▸ Selected text
Even when you win, sometimes you just can’t win. France coach Laurent Blanc goes into Euro 2012 with his side having enjoyed an 21-game unbeaten run, which includes friendly wins over England (2-1), Brazil (1-0) and Germany (2-1). He has succeeded in several of the targets he set out after replacing Raymond Domenech following the catastrophic 2010 World Cup campaign: among them, overcoming the players’ fear factor at home matches, developing a team spirit devoid of cliques and, crucially, improving the French public’s relationship with the team.
And yet the biggest issue surrounding a France team that, at the very least, is a dark horse going into Euro 2012, is the lack of an obvious style of play under the coach. “I want to build a team that can control matches as much as possible and that will impose its own style, a team game focused on attacking play, on its opponents,” said Blanc when he took over 22 months ago. His appointment came on the back of an astonishing title success in his first coaching job at Bordeaux, who won its last 11 matches to pip Marseille to the 2009 French title.
“France has not really progressed, there is still a gap between what the coach wants and the reality,” Blanc’s former World Cup-winning team-mate Bixente Lizarazu said on RMC. “Laurent had 18 months to impose his style at Bordeaux, perhaps he just hasn’t had enough time yet.” Blanc has admitted that having the players “for three days, here and there” is not ideal but then he knew that when he took over.
For France, the most important thing is that he is still in charge. Twelve months ago, Blanc thought about quitting after reports that he supported a French football federation proposal to introduce an ethnic quota at training academies to prevent dual-nationality players learning their trade in France before representing other countries.
What started off as a quota scandal quickly developed into a race row, when Blanc’s comments at a French football federation meeting in November 2010 were seized upon. “You have the impression the academies really train the same prototype of players, big, strong, powerful. Big, strong, powerful. Big, strong, powerful. What is there that is currently big, strong, powerful? The blacks. And that’s how it is. It is a current fact. In the training-centres, in the football schools, well, there are many.”
Blanc said his comment was not racist though accepted that his comments were ambiguous “when taken out of context”. He added that he was not trying to reduce the number of black or north African players in French football, merely grappling with the issue of dual-nationality players. After all, he also said at the meeting: “If we only develop black players, and they feel French and want to play for France, that suits me fine.”
The row spiraled and the image of the 1998 multi-cultural ‘blanc-noir-beur’ team was shattered when his former team-mates Lilian Thuram and Patrick Vieira took one side, and Lizarazu was joined by Christophe Dugarry, Emmanuel Petit, Marcel Desailly and Aime Jacquet in the pro-Blanc camp.

▸ Collected data

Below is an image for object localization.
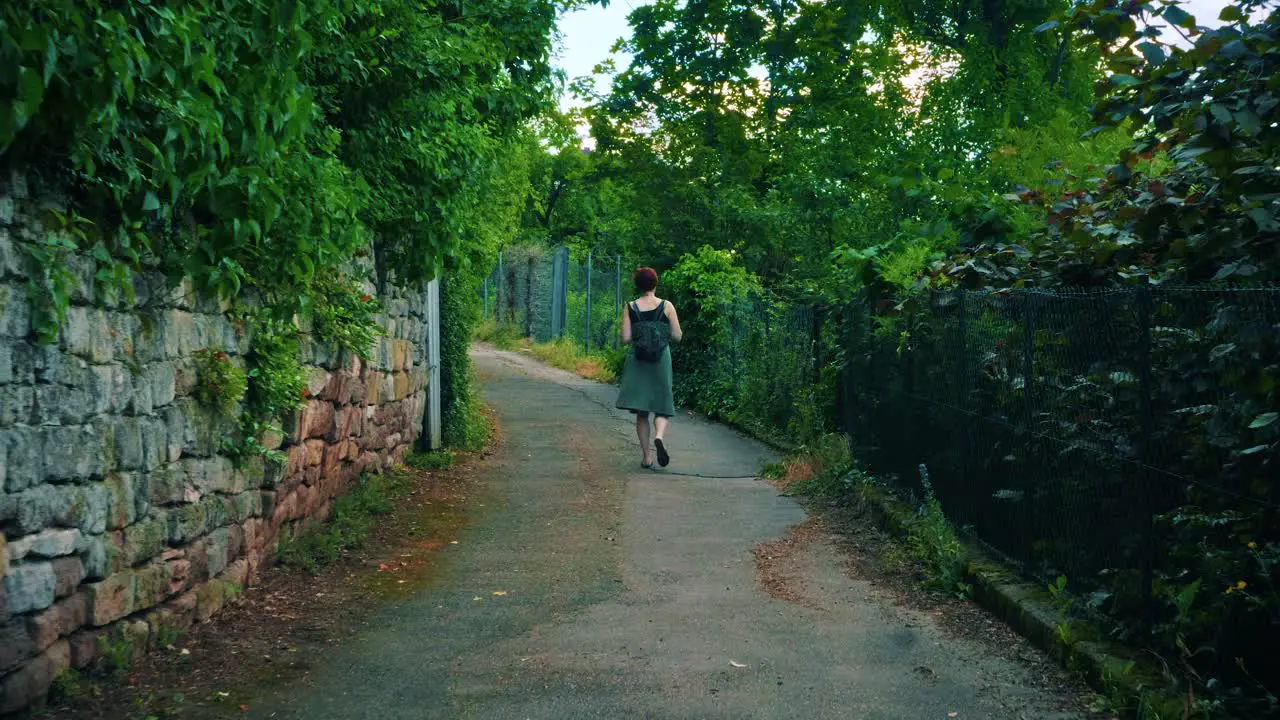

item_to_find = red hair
[631,268,658,292]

▸ Work instructions
a – Rewrite the section of the Laurent Blanc article that opens with the words containing "For France, the" and closes with "representing other countries.", substituting "resigning" for "quitting".
b – Write the next part of the article on Laurent Blanc and the France team, picking up after its final sentence.

▸ The answers
a –
For France, the most important thing is that he is still in charge. Twelve months ago, Blanc thought about resigning after reports that he supported a French football federation proposal to introduce an ethnic quota at training academies to prevent dual-nationality players learning their trade in France before representing other countries.

b –
Blanc survived (he was forced to apologise by his bosses even though he still believes he did nothing wrong), and since then has been forced to find solutions in the France team after injury and loss of form ruled out Abou Diaby and Alou Diarra, respectively, from his midfield. Both were outstanding in France’s 2-0 qualifying win in Bosnia & Herzegovina, but Blanc has preferred Yohan Cabaye in the last 12 months alongside Yann M’Vila as the holding player.
He has brought through other players, like Cabaye, his former Lille team-mate Mathieu Debuchy and Montpellier’s title-winning top scorer Olivier Giroud. “Opening the door to the boys like Debuchy and Giroud has given the team a breath of fresh air,” admitted Lille coach Rudi Garcia. The team still suffers from a lack of leaders and charisma though: look at France’s successful teams and there’s no obvious equivalent to Raymond Kopa, Michel Platini, Didier Deschamps or Zinedine Zidane to inspire them.
No-one who coached Blanc as a player is surprised by the success of the man nicknamed Le Président. At Auxerre, where Guy Roux converted him from an attacking midfielder into a sweeper, Blanc inspired his team to the 1996 title, despite being ten points behind Paris Saint-Germain at Christmas. “Laurent had been injured but he came back in January and with him in the side, we only lost one game and won the double,” said coach Guy Roux. “Laurent was the leader of the group, always totally serene.”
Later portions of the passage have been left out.